What the task requires: All records below are to be repeated precisely, with nothing added.

Source material:

Start of Block

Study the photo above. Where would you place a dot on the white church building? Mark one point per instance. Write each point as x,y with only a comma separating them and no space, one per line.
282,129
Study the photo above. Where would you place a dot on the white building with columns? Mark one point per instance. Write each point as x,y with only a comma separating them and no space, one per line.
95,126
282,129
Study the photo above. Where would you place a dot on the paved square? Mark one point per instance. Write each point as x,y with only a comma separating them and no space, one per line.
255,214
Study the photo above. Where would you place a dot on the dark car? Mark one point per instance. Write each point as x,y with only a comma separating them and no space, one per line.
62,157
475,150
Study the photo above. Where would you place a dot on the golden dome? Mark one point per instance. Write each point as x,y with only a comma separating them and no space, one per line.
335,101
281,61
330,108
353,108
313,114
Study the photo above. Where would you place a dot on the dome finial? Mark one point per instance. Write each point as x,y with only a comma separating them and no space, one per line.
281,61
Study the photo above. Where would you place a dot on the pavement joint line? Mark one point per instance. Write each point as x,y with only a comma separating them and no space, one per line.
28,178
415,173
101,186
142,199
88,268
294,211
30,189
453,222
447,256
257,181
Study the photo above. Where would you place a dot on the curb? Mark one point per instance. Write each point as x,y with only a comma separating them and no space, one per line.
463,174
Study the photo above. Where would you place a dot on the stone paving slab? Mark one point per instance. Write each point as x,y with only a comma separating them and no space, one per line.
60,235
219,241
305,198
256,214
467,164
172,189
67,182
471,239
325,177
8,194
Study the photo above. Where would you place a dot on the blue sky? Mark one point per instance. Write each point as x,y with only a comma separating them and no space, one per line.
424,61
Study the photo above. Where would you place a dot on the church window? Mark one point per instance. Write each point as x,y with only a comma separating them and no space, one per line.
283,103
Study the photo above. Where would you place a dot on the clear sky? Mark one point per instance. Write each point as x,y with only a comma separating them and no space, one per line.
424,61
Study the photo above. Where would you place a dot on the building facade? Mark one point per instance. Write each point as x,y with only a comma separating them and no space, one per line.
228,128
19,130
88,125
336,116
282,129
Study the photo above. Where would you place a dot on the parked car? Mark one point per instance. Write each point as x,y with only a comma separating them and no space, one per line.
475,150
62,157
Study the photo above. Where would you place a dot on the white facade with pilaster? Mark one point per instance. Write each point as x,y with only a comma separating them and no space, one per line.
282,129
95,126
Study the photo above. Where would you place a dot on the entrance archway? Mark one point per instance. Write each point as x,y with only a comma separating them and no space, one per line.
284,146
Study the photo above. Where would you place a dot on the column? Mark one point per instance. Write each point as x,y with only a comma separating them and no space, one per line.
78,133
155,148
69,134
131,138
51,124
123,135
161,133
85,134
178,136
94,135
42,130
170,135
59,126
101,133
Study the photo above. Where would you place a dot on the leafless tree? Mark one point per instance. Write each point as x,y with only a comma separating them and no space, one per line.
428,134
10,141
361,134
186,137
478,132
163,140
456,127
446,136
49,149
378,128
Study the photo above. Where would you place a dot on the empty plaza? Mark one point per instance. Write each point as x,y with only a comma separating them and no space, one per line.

End of Block

Your solution:
Study the photo above. Where would you place a dot on the white church building? Mark one point per instance. Write each point as x,y with only a comma separating them and no space, one per line.
282,129
Study the photo above. Where would you place a dot on the white building with columns? Mark one point per instance. Write each point as x,y with only a comma separating them and no space, one per line.
95,126
282,129
Study the photo above. Where would you place a dot on the paved square? Mark one point per instance. Write each point as x,y with only a comma separating them and no space, one per line.
255,214
Study the photo above. Where would you place a dot on the dark car? Mark one point per instance. Write each point as x,y with only a comma separating them and no space, one per line.
62,157
475,150
Study the photo above. Where would you place a dot on the golden dome? Mark one point per instance. Write each point as x,y with only a comma separating them and no space, one per line.
335,101
281,61
330,108
353,108
313,114
Study the photo above. Where would you place a dot on the dome finial? Mark one point per instance. Write each point as x,y with only a comma separating them and no space, one per line.
281,61
Study the photo above. Where would you place a dot on the pavement joint line? Mark one point per instance. Write each point as x,y with only a comma separating them and no space, one per line.
28,178
415,173
101,186
142,199
88,268
294,211
30,189
453,222
447,256
257,181
Study the photo above. Where would you place a dot on the curb? Mark one point per instance. Write each point as x,y with only a comma separating them and no space, one per line.
463,174
Study the photo above. Where would you place a dot on the stone paving slab? Mark one point per instance. Write each point as x,y with only a comma separating them and no space, one per line.
60,235
219,241
305,198
256,214
467,164
172,189
67,182
471,239
325,177
8,194
Study the photo above. Where would you place a dot on the blue sky? Mark one point per instance. Write each point as x,y with only a comma separating them and no space, one per line.
424,61
Study the photo above. Where would you place a dot on the church window? Mark one point per instance. Write each point as x,y with only a comma separating them and no space, one per line.
283,103
Study the photo above. Where would you place a dot on the clear sky? Mark one point per instance. Write each point as x,y with only a comma separating them and no space, one per line.
424,61
Study the photo above. Where would you place a dot on the building facade? Mark one point per instance. Write each point as x,y with only a comma separating them and no space, one per line.
228,128
19,130
88,125
336,116
282,129
Study the photo above. Where would you place a dot on the parked car? Mark one point per instance. Write each point as x,y with only a comma separating them and no space, one per line.
475,150
62,157
Study the photo above. Where would you place a dot on the white facade with pilaster? Mark one point per instance. Write each point as x,y with only a comma separating them and no space, one per line.
282,129
95,126
Study the photo above. Where would you place a dot on the entrance archway? Mark one point per instance. Write each point as x,y with only a comma separating them and no space, one per line.
284,146
Study the photo above. Where would you place a dot on the column? Mark one point per instance. Write each point as x,y with only a comma separating them and no space, one per line.
78,133
155,148
69,134
131,138
51,124
123,135
161,133
85,134
178,136
94,135
42,130
170,135
59,126
101,133
Study the photo above. Where would you place a dot on the leafless tree? Mark one point per instance. Write each point as x,y with only a comma separating them and no space, one per line.
428,134
10,141
361,134
186,137
478,132
163,140
456,127
446,136
49,149
378,128
Study the photo above. Where would you place a dot on the empty plaza? Mark one point per instance. Write each point as x,y with only a comma separating them and no space, one per line.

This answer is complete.